-- Opening Marker --

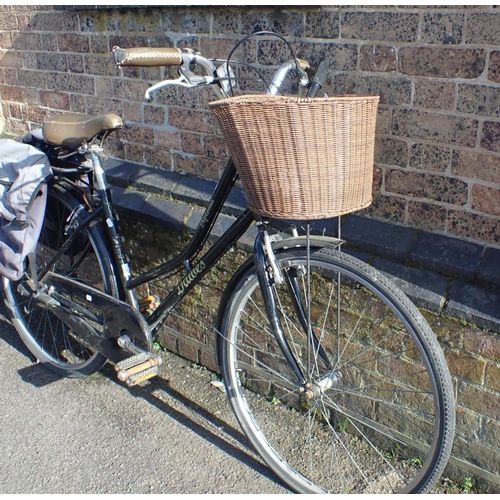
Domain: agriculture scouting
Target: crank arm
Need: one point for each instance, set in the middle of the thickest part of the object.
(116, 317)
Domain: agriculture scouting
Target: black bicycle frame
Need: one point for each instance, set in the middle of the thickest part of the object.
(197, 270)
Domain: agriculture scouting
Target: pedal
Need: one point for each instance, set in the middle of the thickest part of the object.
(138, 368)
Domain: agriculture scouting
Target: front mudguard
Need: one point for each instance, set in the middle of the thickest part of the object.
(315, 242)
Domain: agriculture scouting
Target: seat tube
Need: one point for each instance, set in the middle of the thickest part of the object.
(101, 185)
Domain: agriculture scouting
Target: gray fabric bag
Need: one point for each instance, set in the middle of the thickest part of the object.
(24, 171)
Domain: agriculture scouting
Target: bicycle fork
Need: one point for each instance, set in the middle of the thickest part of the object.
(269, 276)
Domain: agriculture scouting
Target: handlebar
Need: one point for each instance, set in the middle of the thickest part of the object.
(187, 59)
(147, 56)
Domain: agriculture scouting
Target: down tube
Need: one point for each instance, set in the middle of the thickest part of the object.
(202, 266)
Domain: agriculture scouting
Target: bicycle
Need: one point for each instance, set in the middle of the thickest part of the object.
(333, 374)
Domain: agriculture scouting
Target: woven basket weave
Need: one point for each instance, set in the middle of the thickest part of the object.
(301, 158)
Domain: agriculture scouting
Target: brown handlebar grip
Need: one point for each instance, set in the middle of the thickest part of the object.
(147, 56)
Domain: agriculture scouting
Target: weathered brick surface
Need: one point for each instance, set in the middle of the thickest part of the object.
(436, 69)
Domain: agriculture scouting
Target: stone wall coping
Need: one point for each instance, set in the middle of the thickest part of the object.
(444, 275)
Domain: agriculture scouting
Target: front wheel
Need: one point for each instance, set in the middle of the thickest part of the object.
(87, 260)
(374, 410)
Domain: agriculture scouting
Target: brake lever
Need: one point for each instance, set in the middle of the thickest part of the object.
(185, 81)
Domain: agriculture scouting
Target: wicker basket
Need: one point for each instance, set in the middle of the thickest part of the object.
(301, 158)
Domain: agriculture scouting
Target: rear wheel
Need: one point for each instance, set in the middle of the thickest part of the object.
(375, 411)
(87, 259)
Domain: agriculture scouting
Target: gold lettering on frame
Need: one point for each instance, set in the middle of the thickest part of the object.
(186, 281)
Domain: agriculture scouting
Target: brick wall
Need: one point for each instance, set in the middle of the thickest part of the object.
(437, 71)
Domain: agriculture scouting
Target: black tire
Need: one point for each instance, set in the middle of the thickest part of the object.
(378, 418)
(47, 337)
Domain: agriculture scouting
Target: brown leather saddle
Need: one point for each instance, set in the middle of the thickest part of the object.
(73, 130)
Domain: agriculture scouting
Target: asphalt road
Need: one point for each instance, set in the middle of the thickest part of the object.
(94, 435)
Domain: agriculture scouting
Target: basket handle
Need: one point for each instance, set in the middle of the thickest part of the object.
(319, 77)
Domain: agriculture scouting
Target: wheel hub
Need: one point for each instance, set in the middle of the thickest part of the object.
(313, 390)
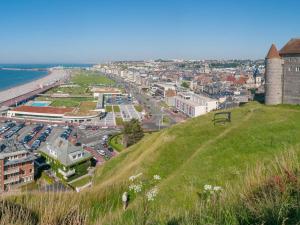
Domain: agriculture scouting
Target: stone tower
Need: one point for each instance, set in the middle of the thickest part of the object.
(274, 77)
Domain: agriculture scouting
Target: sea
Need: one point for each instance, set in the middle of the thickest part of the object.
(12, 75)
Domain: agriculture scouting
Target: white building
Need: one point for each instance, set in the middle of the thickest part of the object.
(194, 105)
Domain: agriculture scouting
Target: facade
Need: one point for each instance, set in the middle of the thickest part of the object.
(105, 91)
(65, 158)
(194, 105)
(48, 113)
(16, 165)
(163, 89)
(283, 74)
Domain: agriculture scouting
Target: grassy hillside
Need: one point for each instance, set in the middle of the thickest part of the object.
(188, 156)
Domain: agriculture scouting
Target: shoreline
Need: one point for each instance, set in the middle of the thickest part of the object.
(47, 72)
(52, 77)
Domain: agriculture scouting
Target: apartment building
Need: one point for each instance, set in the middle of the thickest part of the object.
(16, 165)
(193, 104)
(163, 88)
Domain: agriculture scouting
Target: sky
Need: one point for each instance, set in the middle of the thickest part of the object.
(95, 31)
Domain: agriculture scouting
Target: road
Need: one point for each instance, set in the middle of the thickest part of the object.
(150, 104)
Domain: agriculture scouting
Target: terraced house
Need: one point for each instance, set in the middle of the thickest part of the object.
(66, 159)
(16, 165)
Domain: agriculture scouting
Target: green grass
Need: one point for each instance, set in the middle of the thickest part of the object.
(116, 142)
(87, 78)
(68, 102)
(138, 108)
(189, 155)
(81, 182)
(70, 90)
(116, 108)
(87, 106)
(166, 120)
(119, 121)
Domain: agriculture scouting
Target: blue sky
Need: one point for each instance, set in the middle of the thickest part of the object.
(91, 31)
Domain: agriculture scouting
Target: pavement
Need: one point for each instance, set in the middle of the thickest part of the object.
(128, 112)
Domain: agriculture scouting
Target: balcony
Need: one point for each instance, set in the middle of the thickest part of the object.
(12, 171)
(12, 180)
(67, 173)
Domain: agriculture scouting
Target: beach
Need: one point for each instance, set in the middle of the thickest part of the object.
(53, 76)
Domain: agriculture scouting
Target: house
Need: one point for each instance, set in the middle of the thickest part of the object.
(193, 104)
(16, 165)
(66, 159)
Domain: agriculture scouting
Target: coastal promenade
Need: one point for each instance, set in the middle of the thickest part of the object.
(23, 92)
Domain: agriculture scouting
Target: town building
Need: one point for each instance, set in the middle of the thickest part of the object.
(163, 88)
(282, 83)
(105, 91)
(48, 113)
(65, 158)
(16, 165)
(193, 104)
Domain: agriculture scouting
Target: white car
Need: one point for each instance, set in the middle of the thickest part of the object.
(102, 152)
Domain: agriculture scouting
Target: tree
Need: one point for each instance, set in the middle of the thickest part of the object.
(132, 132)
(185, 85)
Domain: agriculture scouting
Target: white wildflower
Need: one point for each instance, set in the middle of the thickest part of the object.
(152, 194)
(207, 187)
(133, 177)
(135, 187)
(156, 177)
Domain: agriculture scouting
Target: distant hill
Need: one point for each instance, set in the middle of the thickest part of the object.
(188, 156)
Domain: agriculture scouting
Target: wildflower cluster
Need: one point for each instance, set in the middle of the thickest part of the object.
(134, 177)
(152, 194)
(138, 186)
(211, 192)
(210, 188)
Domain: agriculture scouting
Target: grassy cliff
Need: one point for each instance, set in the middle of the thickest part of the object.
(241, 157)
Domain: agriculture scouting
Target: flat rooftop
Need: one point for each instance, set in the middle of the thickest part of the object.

-- Closing Marker --

## Work to be completed
Your task is to repeat the opening line of the entries above and each line after it, ending with the line that has "Target: seat tube". Do not include the pictures.

## Exercise answer
Domain: agriculture scouting
Target: crank arm
Need: one point for each instance, set in the middle of the thickest part of the object.
(116, 317)
Domain: agriculture scouting
Target: black bicycle frame
Need: one point for each instance, set in the middle of the thickest part of the object.
(197, 270)
Domain: agriculture scouting
Target: pedal
Need: one point for each instance, set in the middle of the thickest part of the object.
(138, 368)
Domain: agriculture scouting
Target: front mudguard
Need: one point for each instance, set in the middle of the thickest part of the object.
(315, 242)
Domain: agriculture scouting
Target: seat tube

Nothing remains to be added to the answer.